【3】初レースは手彫りのレインタイヤで。消火剤が車内にあふれリタイア|ヨコハマタイヤと伝説を作った レーシング・ドライバー Vol.3

       

ヨコハマは70年代に2度あったオイルショックでしばらくレース参加を見合わせていたが、この頃からレース用タイヤを少しずつ開発していった。第1弾が76年の「JAFグランプリ」の和田サニーだった。

 それまではマイナーツーリングレース(MT)でブリヂストン(BS)が武藤文雄や杉崎直司をサポートするくらいで、後はほとんどダンロップが席巻していた。
「最初、ヨコハマはBSやダンロップと戦いにならなかったが、だんだん開発が進んでいった。MTレースではタイヤがブローしなければ他社のタイヤを履くクルマになんとかついていけました。当時、タイヤの開発責任者は山下隆さんでしたね」

 76年5月3日の「JAFグランプリ」の予選で和田サニーは3番手。1分35秒88をマーク。ポールポジションは舘信秀ダルメックススターレットで1分34秒82。2位も竹下憲一クワハラスターレットで1分34秒87。
────────────────
**問題文**:
上にあるヨコハマタイヤの初期レース参戦についての記事を、全文を一字一句変えずに書き写してください。

(ポインティングデータセット抜粋)
────────────────
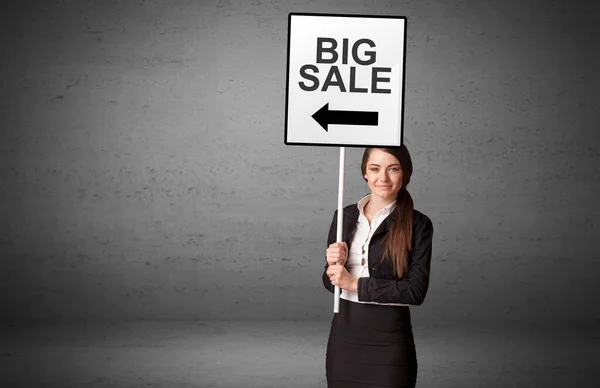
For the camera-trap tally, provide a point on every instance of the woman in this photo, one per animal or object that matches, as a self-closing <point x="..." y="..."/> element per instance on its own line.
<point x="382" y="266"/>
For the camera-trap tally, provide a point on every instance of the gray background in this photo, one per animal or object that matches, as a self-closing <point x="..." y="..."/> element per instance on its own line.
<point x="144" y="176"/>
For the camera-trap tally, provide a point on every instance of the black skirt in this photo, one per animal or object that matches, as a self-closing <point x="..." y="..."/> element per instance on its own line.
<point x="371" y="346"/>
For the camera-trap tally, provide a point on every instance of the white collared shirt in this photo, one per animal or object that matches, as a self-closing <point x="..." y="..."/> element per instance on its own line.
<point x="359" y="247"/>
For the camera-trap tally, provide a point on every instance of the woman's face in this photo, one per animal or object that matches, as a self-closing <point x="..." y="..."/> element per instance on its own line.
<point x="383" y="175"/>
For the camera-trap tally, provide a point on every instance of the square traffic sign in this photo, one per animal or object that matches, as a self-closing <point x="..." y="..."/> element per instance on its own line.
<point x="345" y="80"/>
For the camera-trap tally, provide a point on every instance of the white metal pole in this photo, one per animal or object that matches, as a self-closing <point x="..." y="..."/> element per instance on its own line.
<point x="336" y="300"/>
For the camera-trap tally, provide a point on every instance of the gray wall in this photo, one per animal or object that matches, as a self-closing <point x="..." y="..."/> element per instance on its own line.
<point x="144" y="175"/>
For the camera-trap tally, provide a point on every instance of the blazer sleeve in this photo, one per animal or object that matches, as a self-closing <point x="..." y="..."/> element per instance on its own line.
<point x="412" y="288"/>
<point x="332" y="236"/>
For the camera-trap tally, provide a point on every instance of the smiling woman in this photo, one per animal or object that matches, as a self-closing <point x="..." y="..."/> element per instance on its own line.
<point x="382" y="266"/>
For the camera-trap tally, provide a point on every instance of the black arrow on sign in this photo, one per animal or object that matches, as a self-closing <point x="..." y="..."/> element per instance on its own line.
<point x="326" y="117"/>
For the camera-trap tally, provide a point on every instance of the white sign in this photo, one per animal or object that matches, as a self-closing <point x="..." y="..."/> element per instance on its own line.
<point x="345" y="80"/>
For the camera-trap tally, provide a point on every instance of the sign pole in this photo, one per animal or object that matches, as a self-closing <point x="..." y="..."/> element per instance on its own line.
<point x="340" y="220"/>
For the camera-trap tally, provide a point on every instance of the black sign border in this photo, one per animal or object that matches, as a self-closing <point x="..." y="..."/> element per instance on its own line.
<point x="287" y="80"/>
────────────────
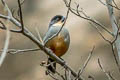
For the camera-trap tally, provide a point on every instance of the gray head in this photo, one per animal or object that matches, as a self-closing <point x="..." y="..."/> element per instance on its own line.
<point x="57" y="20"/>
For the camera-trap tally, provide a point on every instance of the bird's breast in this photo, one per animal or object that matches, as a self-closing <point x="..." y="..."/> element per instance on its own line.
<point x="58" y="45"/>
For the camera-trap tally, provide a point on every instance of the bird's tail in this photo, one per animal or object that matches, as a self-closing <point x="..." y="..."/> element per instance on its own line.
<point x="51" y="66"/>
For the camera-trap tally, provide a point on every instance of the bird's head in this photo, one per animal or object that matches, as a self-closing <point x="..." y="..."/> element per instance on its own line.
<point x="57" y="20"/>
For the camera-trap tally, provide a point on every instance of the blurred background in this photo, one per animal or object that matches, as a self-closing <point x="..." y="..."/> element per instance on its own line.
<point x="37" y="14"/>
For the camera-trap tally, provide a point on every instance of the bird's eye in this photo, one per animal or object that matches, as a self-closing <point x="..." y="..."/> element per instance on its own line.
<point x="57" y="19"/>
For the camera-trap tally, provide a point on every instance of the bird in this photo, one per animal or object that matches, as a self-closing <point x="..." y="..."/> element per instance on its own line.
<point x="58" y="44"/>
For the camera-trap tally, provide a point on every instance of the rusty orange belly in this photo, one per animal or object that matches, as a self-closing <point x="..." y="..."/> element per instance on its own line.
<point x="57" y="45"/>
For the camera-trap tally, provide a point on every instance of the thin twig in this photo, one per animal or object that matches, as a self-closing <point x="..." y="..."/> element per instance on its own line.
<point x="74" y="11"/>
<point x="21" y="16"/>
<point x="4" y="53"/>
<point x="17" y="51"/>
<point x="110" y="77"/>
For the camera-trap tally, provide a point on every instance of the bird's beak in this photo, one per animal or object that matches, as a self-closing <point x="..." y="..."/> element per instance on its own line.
────────────────
**最終回答**:
【3】初レースは手彫りのレインタイヤで。消火剤が車内にあふれリタイア|ヨコハマタイヤと伝説を作った レーシング・ドライバー Vol.3

       

ヨコハマは70年代に2度あったオイルショックでしばらくレース参加を見合わせていたが、この頃からレース用タイヤを少しずつ開発していった。第1弾が76年の「JAFグランプリ」の和田サニーだった。

 それまではマイナーツーリングレース(MT)でブリヂストン(BS)が武藤文雄や杉崎直司をサポートするくらいで、後はほとんどダンロップが席巻していた。
「最初、ヨコハマはBSやダンロップと戦いにならなかったが、だんだん開発が進んでいった。MTレースではタイヤがブローしなければ他社のタイヤを履くクルマになんとかついていけました。当時、タイヤの開発責任者は山下隆さんでしたね」

 76年5月3日の「JAFグランプリ」の予選で和田サニーは3番手。1分35秒88をマーク。ポールポジションは舘信秀ダルメックススターレットで1分34秒82。2位も竹下憲一クワハラスターレットで1分34秒87。